## EXERCISE DIRECTIONS
Rewrite the data from its first line through the line containing "positive clicks: (371, 306)", putting "coarse mask" wherever "rough mask" appears and leaving everything else unchanged.

──────── SOURCE DATA

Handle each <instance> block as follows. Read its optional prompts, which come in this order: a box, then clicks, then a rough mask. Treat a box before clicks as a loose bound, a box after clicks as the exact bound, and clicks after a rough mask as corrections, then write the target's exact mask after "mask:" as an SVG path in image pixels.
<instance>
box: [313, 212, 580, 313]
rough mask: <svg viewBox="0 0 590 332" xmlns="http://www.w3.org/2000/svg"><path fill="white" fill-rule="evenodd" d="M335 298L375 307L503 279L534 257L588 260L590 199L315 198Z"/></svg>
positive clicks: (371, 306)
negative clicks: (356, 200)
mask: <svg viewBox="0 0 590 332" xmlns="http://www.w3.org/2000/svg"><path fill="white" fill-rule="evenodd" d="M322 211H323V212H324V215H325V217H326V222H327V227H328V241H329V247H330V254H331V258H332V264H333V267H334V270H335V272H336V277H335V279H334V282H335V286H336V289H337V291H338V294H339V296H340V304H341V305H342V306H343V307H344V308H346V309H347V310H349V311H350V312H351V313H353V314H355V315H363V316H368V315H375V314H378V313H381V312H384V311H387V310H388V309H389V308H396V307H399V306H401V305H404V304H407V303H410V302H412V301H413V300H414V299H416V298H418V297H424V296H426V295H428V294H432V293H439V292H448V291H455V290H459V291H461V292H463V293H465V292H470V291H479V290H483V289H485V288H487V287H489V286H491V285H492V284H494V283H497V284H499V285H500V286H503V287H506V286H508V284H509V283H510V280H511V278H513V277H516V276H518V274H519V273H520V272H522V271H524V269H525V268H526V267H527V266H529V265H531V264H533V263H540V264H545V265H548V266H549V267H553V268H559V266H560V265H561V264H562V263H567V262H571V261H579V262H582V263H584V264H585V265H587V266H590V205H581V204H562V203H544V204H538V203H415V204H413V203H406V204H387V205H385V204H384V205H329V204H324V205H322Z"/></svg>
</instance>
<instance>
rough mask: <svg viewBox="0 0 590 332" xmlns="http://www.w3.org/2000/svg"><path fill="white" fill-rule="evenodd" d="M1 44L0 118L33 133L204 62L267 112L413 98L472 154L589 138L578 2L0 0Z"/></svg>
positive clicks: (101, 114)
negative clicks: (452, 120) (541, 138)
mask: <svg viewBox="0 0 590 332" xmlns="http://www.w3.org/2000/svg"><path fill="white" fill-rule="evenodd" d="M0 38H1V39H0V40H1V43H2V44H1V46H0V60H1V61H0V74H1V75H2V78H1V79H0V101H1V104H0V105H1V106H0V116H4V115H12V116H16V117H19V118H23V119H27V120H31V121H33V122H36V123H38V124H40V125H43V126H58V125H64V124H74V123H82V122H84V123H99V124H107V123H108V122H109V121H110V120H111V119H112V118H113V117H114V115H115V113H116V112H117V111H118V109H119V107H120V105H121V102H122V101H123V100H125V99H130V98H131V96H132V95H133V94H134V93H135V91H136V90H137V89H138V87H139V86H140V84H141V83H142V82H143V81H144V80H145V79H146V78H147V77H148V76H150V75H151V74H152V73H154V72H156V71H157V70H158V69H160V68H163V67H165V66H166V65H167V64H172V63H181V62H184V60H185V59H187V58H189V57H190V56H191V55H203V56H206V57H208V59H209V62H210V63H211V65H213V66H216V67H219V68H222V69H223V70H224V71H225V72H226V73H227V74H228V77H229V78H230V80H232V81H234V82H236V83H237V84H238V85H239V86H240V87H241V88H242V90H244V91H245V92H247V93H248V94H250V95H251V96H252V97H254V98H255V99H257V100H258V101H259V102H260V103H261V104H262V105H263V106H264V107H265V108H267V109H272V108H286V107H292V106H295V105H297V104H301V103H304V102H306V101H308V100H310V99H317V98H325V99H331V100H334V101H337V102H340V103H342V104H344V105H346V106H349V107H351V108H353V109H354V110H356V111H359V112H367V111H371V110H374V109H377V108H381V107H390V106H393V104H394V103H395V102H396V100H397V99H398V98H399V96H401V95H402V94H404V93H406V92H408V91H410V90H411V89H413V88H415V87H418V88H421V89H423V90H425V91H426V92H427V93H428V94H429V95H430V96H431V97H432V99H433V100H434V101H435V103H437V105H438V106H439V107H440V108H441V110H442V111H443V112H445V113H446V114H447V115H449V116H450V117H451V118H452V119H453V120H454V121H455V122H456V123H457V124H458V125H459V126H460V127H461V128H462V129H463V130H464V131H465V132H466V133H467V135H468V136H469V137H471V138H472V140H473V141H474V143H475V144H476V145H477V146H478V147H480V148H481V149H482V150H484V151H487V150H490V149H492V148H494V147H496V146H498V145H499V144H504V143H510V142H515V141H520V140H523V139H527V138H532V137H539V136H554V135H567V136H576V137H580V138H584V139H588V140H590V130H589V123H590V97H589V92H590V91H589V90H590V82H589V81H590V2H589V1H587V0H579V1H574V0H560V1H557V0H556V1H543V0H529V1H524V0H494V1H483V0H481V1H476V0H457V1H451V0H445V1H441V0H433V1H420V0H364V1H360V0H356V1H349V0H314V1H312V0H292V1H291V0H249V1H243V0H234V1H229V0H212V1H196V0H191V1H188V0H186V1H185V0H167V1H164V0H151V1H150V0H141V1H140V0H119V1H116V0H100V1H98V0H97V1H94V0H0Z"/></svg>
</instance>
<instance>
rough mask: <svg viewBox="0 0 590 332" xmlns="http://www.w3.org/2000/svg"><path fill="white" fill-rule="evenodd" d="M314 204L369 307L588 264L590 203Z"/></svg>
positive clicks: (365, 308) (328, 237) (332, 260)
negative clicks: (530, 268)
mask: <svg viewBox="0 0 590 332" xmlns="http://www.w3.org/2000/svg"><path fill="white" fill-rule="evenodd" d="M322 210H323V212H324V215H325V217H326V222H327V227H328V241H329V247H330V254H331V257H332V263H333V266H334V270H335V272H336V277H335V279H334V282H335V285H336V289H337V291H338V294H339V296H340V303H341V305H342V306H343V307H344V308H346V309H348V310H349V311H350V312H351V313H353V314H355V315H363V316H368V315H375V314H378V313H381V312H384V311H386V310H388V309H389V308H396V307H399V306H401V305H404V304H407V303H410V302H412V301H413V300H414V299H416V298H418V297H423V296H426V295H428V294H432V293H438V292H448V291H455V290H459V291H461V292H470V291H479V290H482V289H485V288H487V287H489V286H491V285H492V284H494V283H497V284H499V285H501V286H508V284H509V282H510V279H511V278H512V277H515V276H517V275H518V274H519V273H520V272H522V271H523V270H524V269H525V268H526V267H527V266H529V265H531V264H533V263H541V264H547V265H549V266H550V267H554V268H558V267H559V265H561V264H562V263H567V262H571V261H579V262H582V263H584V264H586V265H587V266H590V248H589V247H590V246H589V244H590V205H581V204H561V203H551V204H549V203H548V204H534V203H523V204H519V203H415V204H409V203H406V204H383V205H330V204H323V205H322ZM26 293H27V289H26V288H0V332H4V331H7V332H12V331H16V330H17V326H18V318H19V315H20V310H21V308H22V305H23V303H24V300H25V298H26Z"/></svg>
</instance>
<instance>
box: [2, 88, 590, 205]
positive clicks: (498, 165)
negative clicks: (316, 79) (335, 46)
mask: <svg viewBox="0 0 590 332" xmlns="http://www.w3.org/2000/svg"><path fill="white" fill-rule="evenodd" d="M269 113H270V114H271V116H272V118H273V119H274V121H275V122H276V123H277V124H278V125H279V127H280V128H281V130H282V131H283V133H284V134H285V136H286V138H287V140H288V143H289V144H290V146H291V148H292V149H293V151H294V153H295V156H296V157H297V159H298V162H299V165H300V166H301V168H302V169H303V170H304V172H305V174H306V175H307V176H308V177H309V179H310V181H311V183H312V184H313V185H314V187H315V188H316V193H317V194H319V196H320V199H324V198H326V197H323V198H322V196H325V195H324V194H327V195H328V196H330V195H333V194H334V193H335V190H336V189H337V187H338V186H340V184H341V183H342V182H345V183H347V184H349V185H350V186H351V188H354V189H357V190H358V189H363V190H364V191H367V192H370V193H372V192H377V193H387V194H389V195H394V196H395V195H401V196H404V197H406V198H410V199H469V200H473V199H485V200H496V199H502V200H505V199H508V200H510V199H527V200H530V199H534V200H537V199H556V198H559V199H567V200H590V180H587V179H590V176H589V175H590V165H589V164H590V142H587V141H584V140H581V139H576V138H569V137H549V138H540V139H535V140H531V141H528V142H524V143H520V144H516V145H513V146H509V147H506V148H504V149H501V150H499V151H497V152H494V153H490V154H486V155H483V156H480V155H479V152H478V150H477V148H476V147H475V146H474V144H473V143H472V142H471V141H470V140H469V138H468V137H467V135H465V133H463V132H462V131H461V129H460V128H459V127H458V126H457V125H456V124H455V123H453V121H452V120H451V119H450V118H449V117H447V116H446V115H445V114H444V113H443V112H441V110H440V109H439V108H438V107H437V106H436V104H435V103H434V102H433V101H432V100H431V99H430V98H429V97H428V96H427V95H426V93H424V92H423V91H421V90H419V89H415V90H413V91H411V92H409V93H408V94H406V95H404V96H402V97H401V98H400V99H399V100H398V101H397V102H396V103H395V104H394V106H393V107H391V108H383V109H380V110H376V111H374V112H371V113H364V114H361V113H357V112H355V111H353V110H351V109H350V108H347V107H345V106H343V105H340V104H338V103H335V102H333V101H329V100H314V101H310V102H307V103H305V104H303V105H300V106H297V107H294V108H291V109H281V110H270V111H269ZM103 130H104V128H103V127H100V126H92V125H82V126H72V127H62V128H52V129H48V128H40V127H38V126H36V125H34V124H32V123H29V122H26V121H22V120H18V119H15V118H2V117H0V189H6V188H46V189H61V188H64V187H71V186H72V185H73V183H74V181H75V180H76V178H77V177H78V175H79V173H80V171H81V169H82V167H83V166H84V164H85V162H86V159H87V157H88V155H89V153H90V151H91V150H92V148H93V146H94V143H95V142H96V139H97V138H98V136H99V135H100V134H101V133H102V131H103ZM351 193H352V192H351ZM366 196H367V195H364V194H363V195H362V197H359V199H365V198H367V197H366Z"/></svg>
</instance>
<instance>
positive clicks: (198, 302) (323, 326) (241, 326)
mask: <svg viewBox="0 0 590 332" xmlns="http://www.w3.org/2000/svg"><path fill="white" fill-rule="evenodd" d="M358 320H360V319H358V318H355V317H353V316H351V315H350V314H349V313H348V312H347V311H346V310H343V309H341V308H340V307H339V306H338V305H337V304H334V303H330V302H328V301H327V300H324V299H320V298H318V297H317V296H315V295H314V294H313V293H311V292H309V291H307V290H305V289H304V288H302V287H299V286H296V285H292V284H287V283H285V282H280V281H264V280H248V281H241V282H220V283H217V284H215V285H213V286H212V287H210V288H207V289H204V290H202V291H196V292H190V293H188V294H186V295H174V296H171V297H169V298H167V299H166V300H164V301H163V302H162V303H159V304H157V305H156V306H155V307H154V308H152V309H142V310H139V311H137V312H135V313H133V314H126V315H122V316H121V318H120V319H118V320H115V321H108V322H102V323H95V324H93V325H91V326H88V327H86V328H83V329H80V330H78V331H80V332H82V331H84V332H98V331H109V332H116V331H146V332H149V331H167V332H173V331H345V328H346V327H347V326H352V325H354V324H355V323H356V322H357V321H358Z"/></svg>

────────────────

## YOUR RESPONSE
Handle each <instance> block as follows. Read its optional prompts, which come in this order: a box, then clicks, then a coarse mask. Treat a box before clicks as a loose bound, a box after clicks as the exact bound, and clicks after a coarse mask as corrections, then write the target's exact mask after "mask:" as an SVG path in image pixels.
<instance>
box: [313, 212, 580, 313]
coarse mask: <svg viewBox="0 0 590 332" xmlns="http://www.w3.org/2000/svg"><path fill="white" fill-rule="evenodd" d="M335 298L375 307L503 279L534 257L588 260L590 199L315 198Z"/></svg>
positive clicks: (371, 306)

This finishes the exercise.